Pick out every row below that contains the word "gravel", and copy each one in full. Case counts.

═════ Material ═════

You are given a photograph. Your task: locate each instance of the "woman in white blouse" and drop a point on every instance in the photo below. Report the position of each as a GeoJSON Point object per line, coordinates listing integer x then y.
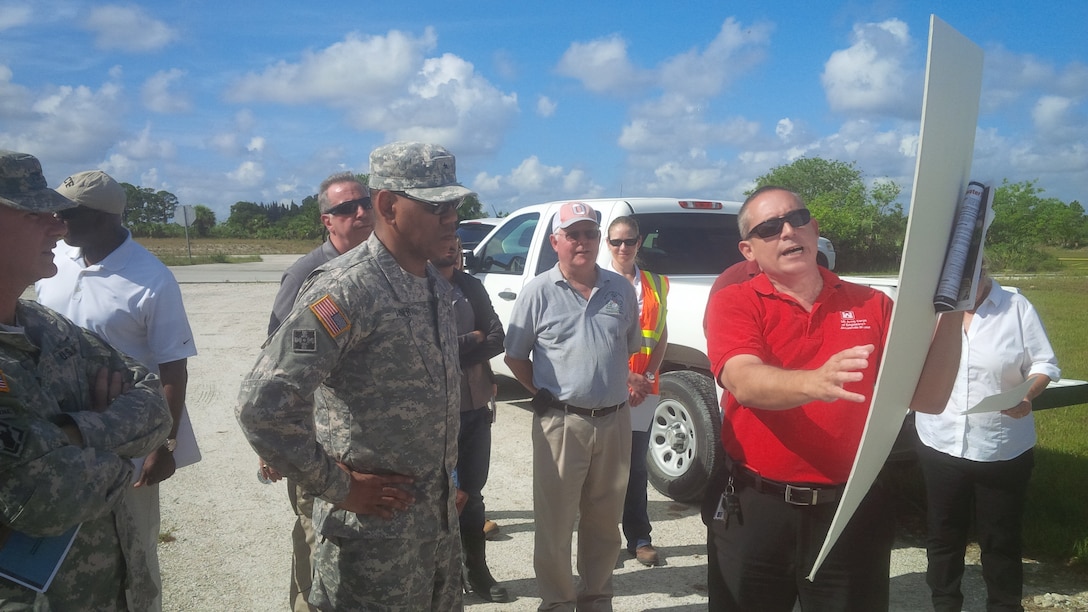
{"type": "Point", "coordinates": [979, 464]}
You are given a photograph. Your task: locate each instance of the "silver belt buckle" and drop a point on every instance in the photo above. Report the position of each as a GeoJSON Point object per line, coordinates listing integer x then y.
{"type": "Point", "coordinates": [791, 491]}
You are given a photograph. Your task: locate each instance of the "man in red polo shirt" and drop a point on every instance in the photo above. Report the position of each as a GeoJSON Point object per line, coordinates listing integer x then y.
{"type": "Point", "coordinates": [798, 351]}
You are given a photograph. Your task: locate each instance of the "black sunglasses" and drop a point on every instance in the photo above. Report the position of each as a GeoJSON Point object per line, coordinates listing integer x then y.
{"type": "Point", "coordinates": [436, 208]}
{"type": "Point", "coordinates": [350, 206]}
{"type": "Point", "coordinates": [773, 228]}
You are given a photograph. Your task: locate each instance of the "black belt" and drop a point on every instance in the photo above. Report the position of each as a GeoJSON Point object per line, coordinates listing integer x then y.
{"type": "Point", "coordinates": [586, 412]}
{"type": "Point", "coordinates": [796, 494]}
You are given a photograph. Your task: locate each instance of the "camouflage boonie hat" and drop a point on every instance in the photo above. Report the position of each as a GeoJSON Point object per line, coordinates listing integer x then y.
{"type": "Point", "coordinates": [23, 185]}
{"type": "Point", "coordinates": [425, 172]}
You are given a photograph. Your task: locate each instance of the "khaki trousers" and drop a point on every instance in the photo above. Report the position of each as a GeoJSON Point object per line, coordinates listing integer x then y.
{"type": "Point", "coordinates": [580, 472]}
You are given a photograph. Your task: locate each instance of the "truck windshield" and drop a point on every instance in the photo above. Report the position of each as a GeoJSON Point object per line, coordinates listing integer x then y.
{"type": "Point", "coordinates": [694, 243]}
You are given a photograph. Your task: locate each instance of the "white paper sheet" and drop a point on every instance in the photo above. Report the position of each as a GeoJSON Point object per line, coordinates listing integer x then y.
{"type": "Point", "coordinates": [946, 145]}
{"type": "Point", "coordinates": [643, 414]}
{"type": "Point", "coordinates": [1002, 401]}
{"type": "Point", "coordinates": [187, 451]}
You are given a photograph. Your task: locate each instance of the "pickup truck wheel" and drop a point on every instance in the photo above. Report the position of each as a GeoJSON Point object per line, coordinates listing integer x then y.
{"type": "Point", "coordinates": [683, 437]}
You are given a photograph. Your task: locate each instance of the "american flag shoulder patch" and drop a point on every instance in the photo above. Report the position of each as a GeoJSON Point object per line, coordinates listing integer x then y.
{"type": "Point", "coordinates": [330, 315]}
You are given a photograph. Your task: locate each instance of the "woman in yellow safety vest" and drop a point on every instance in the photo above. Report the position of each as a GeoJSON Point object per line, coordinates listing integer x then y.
{"type": "Point", "coordinates": [623, 243]}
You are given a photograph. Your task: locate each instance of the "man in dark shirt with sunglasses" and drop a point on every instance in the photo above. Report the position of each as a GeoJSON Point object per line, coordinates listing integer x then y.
{"type": "Point", "coordinates": [798, 351]}
{"type": "Point", "coordinates": [345, 212]}
{"type": "Point", "coordinates": [345, 207]}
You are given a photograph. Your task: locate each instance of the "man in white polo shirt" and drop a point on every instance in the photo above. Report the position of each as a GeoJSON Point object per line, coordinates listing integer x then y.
{"type": "Point", "coordinates": [110, 284]}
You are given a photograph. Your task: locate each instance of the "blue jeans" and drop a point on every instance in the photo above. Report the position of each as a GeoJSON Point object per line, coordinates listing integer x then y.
{"type": "Point", "coordinates": [473, 462]}
{"type": "Point", "coordinates": [635, 515]}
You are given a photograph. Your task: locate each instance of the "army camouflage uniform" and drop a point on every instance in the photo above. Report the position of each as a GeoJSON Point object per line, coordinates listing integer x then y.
{"type": "Point", "coordinates": [47, 485]}
{"type": "Point", "coordinates": [376, 349]}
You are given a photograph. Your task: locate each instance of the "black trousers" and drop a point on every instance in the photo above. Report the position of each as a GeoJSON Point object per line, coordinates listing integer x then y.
{"type": "Point", "coordinates": [993, 494]}
{"type": "Point", "coordinates": [762, 565]}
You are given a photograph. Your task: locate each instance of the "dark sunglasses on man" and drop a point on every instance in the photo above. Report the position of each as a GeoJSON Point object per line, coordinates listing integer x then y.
{"type": "Point", "coordinates": [771, 228]}
{"type": "Point", "coordinates": [350, 206]}
{"type": "Point", "coordinates": [436, 208]}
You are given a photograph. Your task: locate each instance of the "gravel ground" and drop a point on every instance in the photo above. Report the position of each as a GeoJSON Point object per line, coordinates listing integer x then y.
{"type": "Point", "coordinates": [226, 537]}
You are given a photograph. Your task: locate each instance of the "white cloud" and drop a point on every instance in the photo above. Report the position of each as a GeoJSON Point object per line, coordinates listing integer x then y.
{"type": "Point", "coordinates": [127, 28]}
{"type": "Point", "coordinates": [159, 97]}
{"type": "Point", "coordinates": [14, 15]}
{"type": "Point", "coordinates": [247, 174]}
{"type": "Point", "coordinates": [874, 74]}
{"type": "Point", "coordinates": [1052, 115]}
{"type": "Point", "coordinates": [704, 73]}
{"type": "Point", "coordinates": [387, 84]}
{"type": "Point", "coordinates": [65, 124]}
{"type": "Point", "coordinates": [545, 106]}
{"type": "Point", "coordinates": [355, 72]}
{"type": "Point", "coordinates": [14, 99]}
{"type": "Point", "coordinates": [144, 147]}
{"type": "Point", "coordinates": [505, 64]}
{"type": "Point", "coordinates": [532, 182]}
{"type": "Point", "coordinates": [602, 66]}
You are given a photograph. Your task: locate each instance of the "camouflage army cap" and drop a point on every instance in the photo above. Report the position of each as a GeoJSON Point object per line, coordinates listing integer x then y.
{"type": "Point", "coordinates": [23, 185]}
{"type": "Point", "coordinates": [95, 190]}
{"type": "Point", "coordinates": [424, 172]}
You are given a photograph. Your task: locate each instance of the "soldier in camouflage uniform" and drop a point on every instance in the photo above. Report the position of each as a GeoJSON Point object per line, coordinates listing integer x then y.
{"type": "Point", "coordinates": [73, 412]}
{"type": "Point", "coordinates": [372, 339]}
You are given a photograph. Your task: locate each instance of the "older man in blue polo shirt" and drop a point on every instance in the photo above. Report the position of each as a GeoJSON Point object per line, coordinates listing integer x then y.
{"type": "Point", "coordinates": [580, 323]}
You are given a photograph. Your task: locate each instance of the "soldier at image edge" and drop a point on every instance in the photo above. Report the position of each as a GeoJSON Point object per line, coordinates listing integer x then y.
{"type": "Point", "coordinates": [73, 414]}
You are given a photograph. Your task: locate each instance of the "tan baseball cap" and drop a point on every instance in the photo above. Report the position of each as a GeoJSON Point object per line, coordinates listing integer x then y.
{"type": "Point", "coordinates": [95, 190]}
{"type": "Point", "coordinates": [23, 185]}
{"type": "Point", "coordinates": [575, 212]}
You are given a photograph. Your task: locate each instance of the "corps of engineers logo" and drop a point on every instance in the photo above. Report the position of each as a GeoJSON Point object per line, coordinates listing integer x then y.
{"type": "Point", "coordinates": [850, 321]}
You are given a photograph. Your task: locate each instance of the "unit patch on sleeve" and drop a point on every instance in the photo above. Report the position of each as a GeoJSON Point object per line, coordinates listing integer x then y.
{"type": "Point", "coordinates": [330, 315]}
{"type": "Point", "coordinates": [304, 340]}
{"type": "Point", "coordinates": [11, 439]}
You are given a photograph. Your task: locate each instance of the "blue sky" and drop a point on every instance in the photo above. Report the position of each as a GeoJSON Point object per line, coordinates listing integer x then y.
{"type": "Point", "coordinates": [245, 100]}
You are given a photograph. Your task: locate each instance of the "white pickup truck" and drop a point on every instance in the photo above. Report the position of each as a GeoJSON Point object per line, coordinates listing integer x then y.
{"type": "Point", "coordinates": [691, 241]}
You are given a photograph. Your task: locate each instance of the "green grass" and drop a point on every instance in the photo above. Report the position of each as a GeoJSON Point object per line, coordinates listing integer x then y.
{"type": "Point", "coordinates": [1055, 522]}
{"type": "Point", "coordinates": [213, 258]}
{"type": "Point", "coordinates": [1055, 519]}
{"type": "Point", "coordinates": [225, 249]}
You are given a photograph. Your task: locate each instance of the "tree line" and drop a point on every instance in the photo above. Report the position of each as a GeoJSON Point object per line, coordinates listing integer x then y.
{"type": "Point", "coordinates": [863, 219]}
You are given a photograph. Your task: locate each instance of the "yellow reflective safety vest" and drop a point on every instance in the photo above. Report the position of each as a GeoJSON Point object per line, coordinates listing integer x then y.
{"type": "Point", "coordinates": [655, 289]}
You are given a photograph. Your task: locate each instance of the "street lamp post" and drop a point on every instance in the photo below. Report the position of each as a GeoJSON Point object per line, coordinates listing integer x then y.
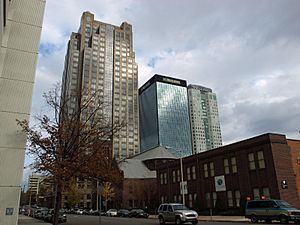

═════

▶ **Solution to this task**:
You are given a photograph. Your task: locate each instance of the "gravel ground" and drop a point on every instance in the photo above. Report the position of each as a GeoJSON Point object per line, coordinates listing integer x then y.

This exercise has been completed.